*Input records*.
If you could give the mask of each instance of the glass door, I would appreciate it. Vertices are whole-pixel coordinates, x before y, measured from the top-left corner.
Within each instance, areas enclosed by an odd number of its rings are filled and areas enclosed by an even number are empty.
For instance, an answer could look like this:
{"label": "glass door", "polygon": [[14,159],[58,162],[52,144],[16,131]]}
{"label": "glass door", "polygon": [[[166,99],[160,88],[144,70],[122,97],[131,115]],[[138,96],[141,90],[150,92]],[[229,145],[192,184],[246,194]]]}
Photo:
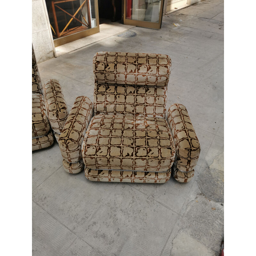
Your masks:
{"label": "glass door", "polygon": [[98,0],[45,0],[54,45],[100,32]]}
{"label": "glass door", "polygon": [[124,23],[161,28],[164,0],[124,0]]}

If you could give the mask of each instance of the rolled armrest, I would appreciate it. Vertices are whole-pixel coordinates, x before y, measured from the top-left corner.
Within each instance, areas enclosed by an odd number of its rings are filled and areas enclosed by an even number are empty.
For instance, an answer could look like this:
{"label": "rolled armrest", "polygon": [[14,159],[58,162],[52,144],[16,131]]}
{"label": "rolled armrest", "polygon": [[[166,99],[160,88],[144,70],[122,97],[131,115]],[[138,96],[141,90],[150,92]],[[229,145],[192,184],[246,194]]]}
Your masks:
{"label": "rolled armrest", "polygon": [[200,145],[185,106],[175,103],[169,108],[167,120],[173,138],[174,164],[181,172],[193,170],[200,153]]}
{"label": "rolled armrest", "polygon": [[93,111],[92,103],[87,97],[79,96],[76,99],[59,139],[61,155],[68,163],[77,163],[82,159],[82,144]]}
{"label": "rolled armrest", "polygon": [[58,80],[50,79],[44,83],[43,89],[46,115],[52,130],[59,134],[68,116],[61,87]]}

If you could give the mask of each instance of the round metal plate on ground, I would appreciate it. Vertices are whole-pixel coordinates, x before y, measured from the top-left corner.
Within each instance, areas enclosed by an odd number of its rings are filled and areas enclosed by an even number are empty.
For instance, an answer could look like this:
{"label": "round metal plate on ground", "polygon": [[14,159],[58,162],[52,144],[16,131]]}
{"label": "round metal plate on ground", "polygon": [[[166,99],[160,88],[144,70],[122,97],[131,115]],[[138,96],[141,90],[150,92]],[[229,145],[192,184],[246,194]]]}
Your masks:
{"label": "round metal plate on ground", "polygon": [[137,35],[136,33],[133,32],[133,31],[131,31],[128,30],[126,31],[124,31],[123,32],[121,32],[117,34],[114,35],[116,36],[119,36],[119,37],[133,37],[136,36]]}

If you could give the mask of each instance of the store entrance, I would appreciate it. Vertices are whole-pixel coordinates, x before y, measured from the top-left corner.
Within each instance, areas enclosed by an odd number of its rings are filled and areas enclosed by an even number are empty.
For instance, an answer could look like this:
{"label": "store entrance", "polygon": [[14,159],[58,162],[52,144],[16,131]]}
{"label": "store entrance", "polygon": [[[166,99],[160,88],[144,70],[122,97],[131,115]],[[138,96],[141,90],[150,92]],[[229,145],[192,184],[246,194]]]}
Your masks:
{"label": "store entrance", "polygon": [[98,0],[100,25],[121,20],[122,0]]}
---
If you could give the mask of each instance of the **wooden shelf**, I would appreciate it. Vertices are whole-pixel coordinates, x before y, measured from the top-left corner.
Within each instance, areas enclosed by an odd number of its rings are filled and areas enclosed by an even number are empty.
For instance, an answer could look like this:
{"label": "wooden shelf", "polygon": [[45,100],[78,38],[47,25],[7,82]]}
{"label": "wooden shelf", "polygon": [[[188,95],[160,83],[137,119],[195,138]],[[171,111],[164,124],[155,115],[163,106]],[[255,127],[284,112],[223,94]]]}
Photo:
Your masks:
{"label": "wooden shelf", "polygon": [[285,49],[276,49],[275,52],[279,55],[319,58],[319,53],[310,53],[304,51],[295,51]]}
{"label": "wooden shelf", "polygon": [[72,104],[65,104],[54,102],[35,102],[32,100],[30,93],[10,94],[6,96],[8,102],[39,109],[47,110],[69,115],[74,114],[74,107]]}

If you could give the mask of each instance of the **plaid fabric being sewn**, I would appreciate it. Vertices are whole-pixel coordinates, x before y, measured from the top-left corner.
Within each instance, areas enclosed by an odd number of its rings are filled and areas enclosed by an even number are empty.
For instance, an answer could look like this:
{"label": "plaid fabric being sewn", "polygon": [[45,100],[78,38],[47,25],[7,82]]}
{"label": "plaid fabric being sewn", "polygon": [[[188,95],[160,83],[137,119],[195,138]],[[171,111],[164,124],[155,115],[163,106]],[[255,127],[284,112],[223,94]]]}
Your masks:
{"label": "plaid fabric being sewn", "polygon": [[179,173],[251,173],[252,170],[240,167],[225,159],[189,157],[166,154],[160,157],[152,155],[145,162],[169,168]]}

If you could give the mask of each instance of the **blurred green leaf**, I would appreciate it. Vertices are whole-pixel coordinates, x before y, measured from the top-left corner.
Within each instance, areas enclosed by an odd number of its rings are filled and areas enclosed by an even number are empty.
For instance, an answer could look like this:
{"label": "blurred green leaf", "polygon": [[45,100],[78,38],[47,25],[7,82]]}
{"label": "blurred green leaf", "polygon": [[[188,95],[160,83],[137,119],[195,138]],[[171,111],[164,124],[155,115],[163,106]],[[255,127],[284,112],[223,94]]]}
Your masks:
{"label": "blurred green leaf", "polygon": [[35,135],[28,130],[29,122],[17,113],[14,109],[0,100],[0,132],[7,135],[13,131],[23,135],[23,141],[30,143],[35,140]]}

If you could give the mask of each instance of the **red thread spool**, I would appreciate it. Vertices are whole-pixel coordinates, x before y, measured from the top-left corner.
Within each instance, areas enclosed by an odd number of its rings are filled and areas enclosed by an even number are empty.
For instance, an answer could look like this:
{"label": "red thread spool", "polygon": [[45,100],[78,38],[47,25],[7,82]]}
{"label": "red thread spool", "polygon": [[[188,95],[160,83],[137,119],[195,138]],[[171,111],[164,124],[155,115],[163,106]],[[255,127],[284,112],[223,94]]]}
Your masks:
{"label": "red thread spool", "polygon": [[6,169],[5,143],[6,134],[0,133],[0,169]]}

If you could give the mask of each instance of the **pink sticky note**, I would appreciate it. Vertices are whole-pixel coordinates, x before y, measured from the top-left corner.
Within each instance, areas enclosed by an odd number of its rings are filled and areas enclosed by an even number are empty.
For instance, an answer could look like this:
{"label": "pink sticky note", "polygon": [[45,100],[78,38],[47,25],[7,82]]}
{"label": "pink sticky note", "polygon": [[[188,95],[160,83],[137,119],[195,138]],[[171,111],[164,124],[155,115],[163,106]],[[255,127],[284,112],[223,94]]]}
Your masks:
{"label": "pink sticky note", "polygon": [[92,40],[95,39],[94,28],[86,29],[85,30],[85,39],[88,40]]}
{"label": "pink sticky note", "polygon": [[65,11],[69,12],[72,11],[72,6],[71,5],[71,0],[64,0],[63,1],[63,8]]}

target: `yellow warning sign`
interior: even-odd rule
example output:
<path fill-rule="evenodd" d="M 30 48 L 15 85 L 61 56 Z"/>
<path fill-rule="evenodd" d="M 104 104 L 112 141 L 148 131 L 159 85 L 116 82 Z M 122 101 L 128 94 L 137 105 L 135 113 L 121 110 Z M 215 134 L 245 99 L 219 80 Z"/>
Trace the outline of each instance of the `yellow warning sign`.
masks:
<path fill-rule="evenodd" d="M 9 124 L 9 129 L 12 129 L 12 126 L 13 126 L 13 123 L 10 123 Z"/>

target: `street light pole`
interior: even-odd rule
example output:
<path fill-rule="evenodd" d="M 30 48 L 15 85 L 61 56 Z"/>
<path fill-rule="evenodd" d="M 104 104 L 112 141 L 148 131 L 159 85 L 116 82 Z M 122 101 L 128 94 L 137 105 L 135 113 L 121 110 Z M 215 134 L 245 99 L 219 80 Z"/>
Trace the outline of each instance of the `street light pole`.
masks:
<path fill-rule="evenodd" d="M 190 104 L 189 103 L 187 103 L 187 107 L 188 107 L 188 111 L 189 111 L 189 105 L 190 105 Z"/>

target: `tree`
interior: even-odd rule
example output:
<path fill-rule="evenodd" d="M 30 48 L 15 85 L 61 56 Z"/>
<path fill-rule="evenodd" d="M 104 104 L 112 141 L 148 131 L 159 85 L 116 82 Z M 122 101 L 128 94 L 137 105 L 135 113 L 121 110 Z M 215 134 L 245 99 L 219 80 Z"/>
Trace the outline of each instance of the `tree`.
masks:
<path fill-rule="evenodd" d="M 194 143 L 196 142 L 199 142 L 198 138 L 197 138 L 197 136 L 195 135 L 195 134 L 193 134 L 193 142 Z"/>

*Exercise*. Collect every line of the items above that contains the word "fabric", and copy each one out unchanged.

*Full output*.
If you could give the mask of each instance of the **plaid fabric being sewn**, I would appreciate it. Vertices are whole-pixel coordinates, x before y, measured from the top-left corner.
{"label": "plaid fabric being sewn", "polygon": [[45,100],[78,38],[47,25],[7,82]]}
{"label": "plaid fabric being sewn", "polygon": [[[188,95],[160,83],[137,119],[195,138]],[[171,111],[164,124],[155,115],[163,106]],[[255,127],[284,112],[223,94]]]}
{"label": "plaid fabric being sewn", "polygon": [[179,173],[251,173],[252,170],[240,167],[225,159],[189,157],[166,154],[160,157],[152,155],[145,162],[169,168]]}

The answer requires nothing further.